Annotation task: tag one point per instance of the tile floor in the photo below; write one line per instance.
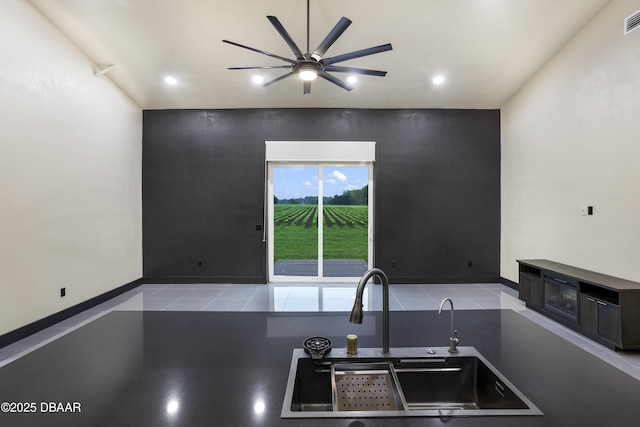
(313, 297)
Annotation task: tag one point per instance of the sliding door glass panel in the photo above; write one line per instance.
(295, 220)
(345, 213)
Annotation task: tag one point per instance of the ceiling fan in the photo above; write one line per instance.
(310, 65)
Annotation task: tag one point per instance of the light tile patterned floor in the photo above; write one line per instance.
(316, 297)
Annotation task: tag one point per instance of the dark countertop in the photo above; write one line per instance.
(125, 367)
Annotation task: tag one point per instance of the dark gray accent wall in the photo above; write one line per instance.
(437, 190)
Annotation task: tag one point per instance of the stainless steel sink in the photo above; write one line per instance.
(407, 382)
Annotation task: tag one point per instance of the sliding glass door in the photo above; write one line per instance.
(320, 219)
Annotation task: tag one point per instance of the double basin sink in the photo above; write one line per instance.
(407, 382)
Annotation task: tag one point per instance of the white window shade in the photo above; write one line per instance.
(320, 151)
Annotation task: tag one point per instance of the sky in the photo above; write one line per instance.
(291, 182)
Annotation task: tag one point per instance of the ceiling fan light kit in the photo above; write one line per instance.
(308, 66)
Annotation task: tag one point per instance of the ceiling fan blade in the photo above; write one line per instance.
(356, 54)
(259, 68)
(331, 38)
(278, 79)
(285, 35)
(334, 80)
(352, 70)
(282, 58)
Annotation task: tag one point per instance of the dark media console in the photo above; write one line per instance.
(603, 308)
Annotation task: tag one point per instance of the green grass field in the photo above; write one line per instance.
(344, 232)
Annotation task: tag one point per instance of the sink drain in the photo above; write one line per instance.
(317, 347)
(369, 391)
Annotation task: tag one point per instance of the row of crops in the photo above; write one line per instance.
(334, 215)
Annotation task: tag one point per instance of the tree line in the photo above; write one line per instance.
(348, 197)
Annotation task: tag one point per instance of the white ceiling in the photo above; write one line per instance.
(486, 49)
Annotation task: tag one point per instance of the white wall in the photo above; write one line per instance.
(570, 137)
(70, 173)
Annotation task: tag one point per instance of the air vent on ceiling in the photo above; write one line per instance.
(631, 22)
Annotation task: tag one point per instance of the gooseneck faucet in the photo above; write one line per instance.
(356, 312)
(453, 340)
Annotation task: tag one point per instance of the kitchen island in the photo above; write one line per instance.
(131, 368)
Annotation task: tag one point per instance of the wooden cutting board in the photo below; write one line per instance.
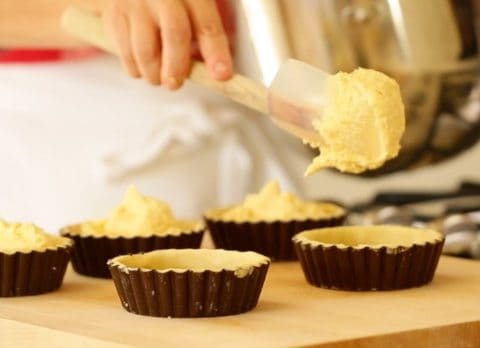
(86, 312)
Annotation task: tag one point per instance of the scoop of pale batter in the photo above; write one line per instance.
(272, 204)
(26, 237)
(139, 215)
(362, 124)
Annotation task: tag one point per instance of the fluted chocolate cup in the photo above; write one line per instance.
(91, 253)
(189, 283)
(363, 258)
(270, 238)
(34, 272)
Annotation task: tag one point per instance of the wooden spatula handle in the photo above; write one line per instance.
(89, 28)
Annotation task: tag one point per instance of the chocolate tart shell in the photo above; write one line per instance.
(272, 239)
(188, 294)
(367, 268)
(33, 273)
(90, 254)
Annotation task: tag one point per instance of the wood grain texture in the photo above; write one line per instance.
(290, 313)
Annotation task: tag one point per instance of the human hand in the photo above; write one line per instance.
(155, 38)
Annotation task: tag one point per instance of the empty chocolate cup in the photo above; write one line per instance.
(91, 253)
(189, 282)
(270, 238)
(35, 272)
(361, 258)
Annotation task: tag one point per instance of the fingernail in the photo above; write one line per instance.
(173, 82)
(220, 68)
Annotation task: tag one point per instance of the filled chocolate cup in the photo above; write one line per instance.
(189, 282)
(35, 272)
(270, 238)
(361, 258)
(91, 253)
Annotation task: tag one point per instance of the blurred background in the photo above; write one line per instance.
(68, 130)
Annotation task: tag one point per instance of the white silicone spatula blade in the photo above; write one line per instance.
(297, 97)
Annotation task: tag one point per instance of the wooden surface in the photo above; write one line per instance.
(87, 312)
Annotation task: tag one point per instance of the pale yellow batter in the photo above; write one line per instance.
(26, 237)
(271, 204)
(139, 215)
(363, 123)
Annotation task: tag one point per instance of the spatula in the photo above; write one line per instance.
(295, 98)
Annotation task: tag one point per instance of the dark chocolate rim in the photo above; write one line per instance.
(91, 253)
(272, 239)
(187, 294)
(33, 273)
(364, 269)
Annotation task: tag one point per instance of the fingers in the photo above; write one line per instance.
(211, 37)
(154, 38)
(176, 37)
(117, 26)
(146, 46)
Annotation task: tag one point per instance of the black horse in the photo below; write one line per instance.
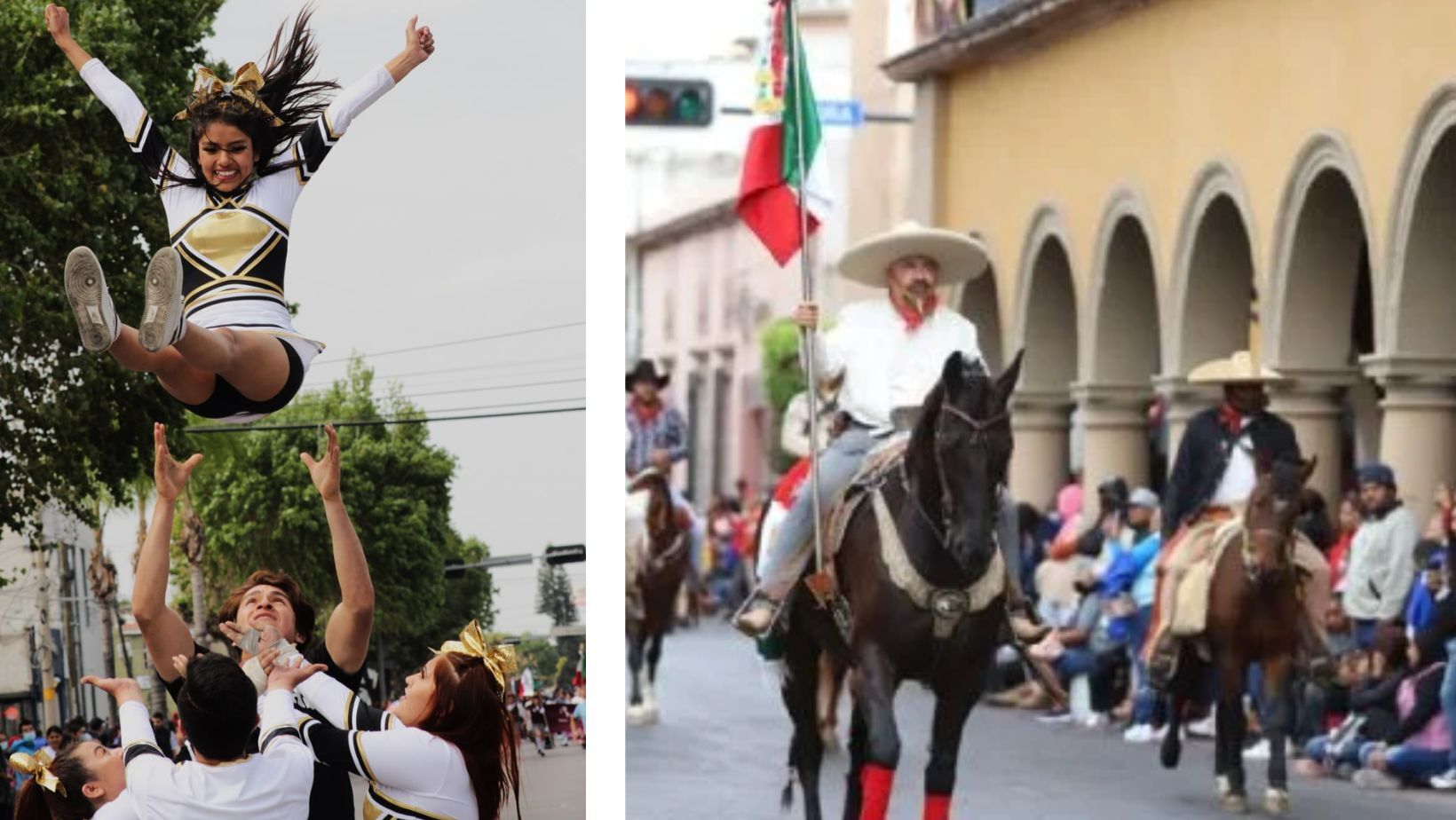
(944, 509)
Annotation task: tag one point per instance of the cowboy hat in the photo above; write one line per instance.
(960, 256)
(1238, 369)
(646, 370)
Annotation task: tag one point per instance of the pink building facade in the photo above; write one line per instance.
(707, 292)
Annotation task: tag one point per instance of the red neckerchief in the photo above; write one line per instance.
(1230, 418)
(907, 312)
(645, 413)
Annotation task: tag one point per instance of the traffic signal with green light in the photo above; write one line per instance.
(654, 101)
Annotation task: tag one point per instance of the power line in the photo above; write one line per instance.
(487, 390)
(377, 422)
(507, 406)
(456, 343)
(495, 366)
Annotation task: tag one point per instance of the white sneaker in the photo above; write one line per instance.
(162, 322)
(1140, 733)
(91, 300)
(1374, 779)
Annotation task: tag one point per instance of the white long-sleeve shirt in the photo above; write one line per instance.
(1382, 567)
(411, 772)
(273, 784)
(885, 365)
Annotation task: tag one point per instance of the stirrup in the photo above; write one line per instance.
(750, 617)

——

▸ PROBLEM DETAILS
Print every entry above again without changing a word, and omit the pictures.

▸ RESPONSE FOR THIS EXERCISE
Annotation task: tag one point per instance of the tile floor in the photo below; write one line per instance.
(313, 297)
Annotation task: tag one point per instance of the sliding door glass panel in the photo above; write one line per instance.
(295, 220)
(345, 213)
Annotation task: tag one point per instance of the ceiling fan in the photo above; write one line per instance.
(310, 65)
Annotation task: tag one point per instance of the light tile patterned floor in the photo above; write one line per instance.
(316, 297)
Annotation task: tag one point per instance of the dark countertop in the photo above; write one line per instance.
(125, 367)
Annotation task: tag one point per instance of the dark gray accent wall in the photo above; write one line per instance.
(437, 190)
Annotation task: tag one point per instance of the stainless steel sink in the photo above; write one line per instance.
(407, 382)
Annotation task: tag one point per instance of the sliding glass door in the photo above; write one line per instance.
(320, 219)
Annotation task: tag one point per instance of the double basin sink in the photo above; write one line per instance.
(407, 382)
Annotation task: tag one point per instance of the white window shade in the photo above; write one line per instance.
(320, 151)
Annotation task: tag one point per instance of the sky in the photo above; write one line per instance.
(291, 182)
Annotation task: tag one point per instance of the ceiling fan light kit in the photo above; write one line per instance.
(308, 66)
Annotation task: tag one point per instance of the ceiling fan blade in the photo above; write one line per instance.
(356, 54)
(259, 68)
(331, 38)
(278, 79)
(285, 35)
(334, 80)
(352, 70)
(282, 58)
Annotation task: tag one point per instance of the dark media console in the photo above; write one line per instance.
(603, 308)
Annotation task: tag one point per instance of the green grass field in the photo above; write one line per instance.
(344, 232)
Annotation task: tag one point per instance of the sink drain in the photo above; write one line per instance.
(317, 347)
(369, 391)
Annotation task: tag one point per instance of the row of crops in the photo above; write one line per instance.
(334, 215)
Annotation task: tag one point per instance of the tree line in the photo above; write one line per instance.
(348, 197)
Annotation task: tag one point per instance of the white ceiling in the photo above; write one line per instance.
(486, 49)
Annotation task: tag one point per instance of the white wall in the photo above; write one line per instance.
(570, 137)
(70, 173)
Annotation task: tag one point per instance of the air vent on ceiling in the photo above; write one line per instance.
(631, 22)
Annotation task: tag one point per instance of the gooseneck faucet in the photo above; write one line per instance.
(356, 312)
(453, 340)
Annotation task: tag one point per instance of the kitchen island in the photo above; write one line per instance.
(131, 368)
Annotation task: tag one point per instance of the wooden cutting board in the photo below; write one line per instance.
(86, 312)
Annotation task: tag one point per instance of the scoop of pale batter in the photo above; write one line per instance.
(272, 204)
(26, 237)
(139, 215)
(362, 124)
Annotation task: tag one point per instance of the fluted chocolate cup in the photo above; write one line per instance.
(91, 253)
(189, 283)
(363, 258)
(270, 238)
(34, 272)
Annotation task: tag one point per instance of the wooden spatula handle in the photo above; write one line per instance.
(89, 28)
Annotation task: tag one point per instance of the chocolate tart shell in the photo above; write one line per instance.
(272, 239)
(188, 294)
(367, 268)
(33, 273)
(90, 254)
Annotation task: tag one point per instance of the wood grain texture in the photo above; write one line per instance.
(290, 313)
Annotation task: tag one point per instance of the human hand in the photo above; write one line per instance.
(155, 38)
Annotation task: tag one point per instance of the empty chocolate cup in the photo above; write one line per instance.
(91, 253)
(189, 282)
(270, 238)
(35, 272)
(361, 258)
Annotation task: tag one point per instance of the fingernail in the photo above; write one line per instance.
(173, 82)
(220, 68)
Annotation task: tag one point per instance of the filled chocolate cup in the photo above; write one line per instance.
(189, 282)
(35, 272)
(270, 238)
(361, 258)
(91, 253)
Annotation task: tag one point per instance of the blurred background in the photo above; write one line per instance.
(68, 130)
Annotation task: tag one point per instance of the white silicone spatula blade in the photo above; write one line per instance.
(297, 97)
Annotation task: tag one point per instance of the wooden surface in the photo above; write one line per instance.
(87, 312)
Annotation task: tag one point per instance of the pale yellow batter in the photo above; write one line per instance.
(26, 237)
(271, 204)
(139, 215)
(363, 123)
Annotation task: tag one point per instance of the spatula in the photo above; write one line per instance.
(295, 98)
Annotation task: tag one point per instance of the dark chocolate rim in the photo above; write one line per instance.
(91, 253)
(272, 239)
(187, 294)
(33, 273)
(364, 269)
Annotation task: tag one point per instance of the fingers in the photo above; write one line per instance.
(211, 37)
(154, 38)
(176, 37)
(117, 26)
(146, 46)
Annotation task: tag one point per instance of the black horse in the photo below; write one line per instance.
(944, 509)
Annotation task: tag one point per instance of the cowboy hat in the photo above; write one line per instance.
(960, 256)
(1238, 369)
(646, 370)
Annotation task: tag one point per instance of the pink building facade in the photo above; write one line per instance.
(707, 292)
Annotation task: tag one point per instance of the red neckerchief in the photo above; write one line per instance.
(1230, 418)
(907, 312)
(645, 413)
Annotation task: tag one point per instance of the traffic signal with green light in the photo above; write one line per instance.
(654, 101)
Annotation task: tag one point per instance of the power line in the photo above; write one line per instance.
(487, 390)
(377, 422)
(507, 406)
(456, 343)
(495, 366)
Annotation task: tag one point per instance of the white sneaker in the photo above; write one line per instance.
(162, 322)
(1140, 733)
(91, 300)
(1374, 779)
Annotation task: tag one point per instance of the white long-sleeve shirt in the photo above; write one line per instance.
(1382, 567)
(411, 772)
(273, 784)
(885, 365)
Annotation task: tag one point per instance of the stirrup in the photo above; write one line per instance.
(750, 617)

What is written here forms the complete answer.